• [The request] Rewrite the material from its first line through the line containing "[[0, 155, 300, 175]]", replacing "shadow" with "shade" and changing nothing else. Return only those lines, and leave the pictures out.

• [Available data]
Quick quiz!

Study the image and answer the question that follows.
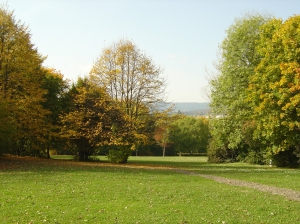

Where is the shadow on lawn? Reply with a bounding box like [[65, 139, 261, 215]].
[[0, 155, 300, 175]]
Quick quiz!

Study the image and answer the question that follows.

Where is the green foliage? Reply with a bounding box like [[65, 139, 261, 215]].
[[169, 116, 210, 153], [107, 149, 131, 163], [249, 16, 300, 157], [210, 12, 300, 166], [271, 148, 299, 168], [210, 14, 269, 161], [89, 40, 165, 150]]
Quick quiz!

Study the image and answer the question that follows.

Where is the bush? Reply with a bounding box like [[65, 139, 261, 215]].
[[271, 148, 299, 168], [245, 151, 266, 165], [107, 149, 131, 163], [207, 145, 237, 163]]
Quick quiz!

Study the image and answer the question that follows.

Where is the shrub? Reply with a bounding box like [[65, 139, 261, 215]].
[[107, 149, 131, 163], [245, 151, 266, 165], [271, 148, 299, 168]]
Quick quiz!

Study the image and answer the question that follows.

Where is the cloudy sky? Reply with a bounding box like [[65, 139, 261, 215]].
[[4, 0, 300, 102]]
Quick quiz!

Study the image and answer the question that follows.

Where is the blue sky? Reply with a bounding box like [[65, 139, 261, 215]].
[[4, 0, 300, 102]]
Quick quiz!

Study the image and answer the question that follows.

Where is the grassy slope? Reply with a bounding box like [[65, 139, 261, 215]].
[[0, 157, 300, 223]]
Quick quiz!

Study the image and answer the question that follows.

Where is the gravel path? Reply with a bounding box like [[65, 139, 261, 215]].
[[177, 170, 300, 201]]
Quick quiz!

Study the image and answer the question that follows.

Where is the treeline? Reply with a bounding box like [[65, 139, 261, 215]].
[[0, 7, 208, 163], [208, 14, 300, 167]]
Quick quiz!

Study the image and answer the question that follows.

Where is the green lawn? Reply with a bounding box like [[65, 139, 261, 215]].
[[0, 157, 300, 223]]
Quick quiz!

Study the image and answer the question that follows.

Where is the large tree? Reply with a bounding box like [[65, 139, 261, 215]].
[[61, 78, 126, 160], [90, 40, 165, 149], [0, 6, 48, 154], [249, 16, 300, 165], [42, 68, 70, 158], [209, 14, 269, 163], [169, 116, 210, 153]]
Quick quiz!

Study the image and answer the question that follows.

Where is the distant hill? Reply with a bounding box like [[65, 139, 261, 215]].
[[170, 102, 210, 116]]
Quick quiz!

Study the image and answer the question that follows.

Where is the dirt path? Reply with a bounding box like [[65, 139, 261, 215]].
[[176, 170, 300, 201], [0, 156, 300, 201]]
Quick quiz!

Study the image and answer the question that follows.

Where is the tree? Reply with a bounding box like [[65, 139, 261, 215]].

• [Complete output]
Quick quiz!

Study the image and answer the question that follows.

Where is the shade on lawn? Reply with a bounding box like [[65, 139, 261, 215]].
[[0, 155, 300, 175]]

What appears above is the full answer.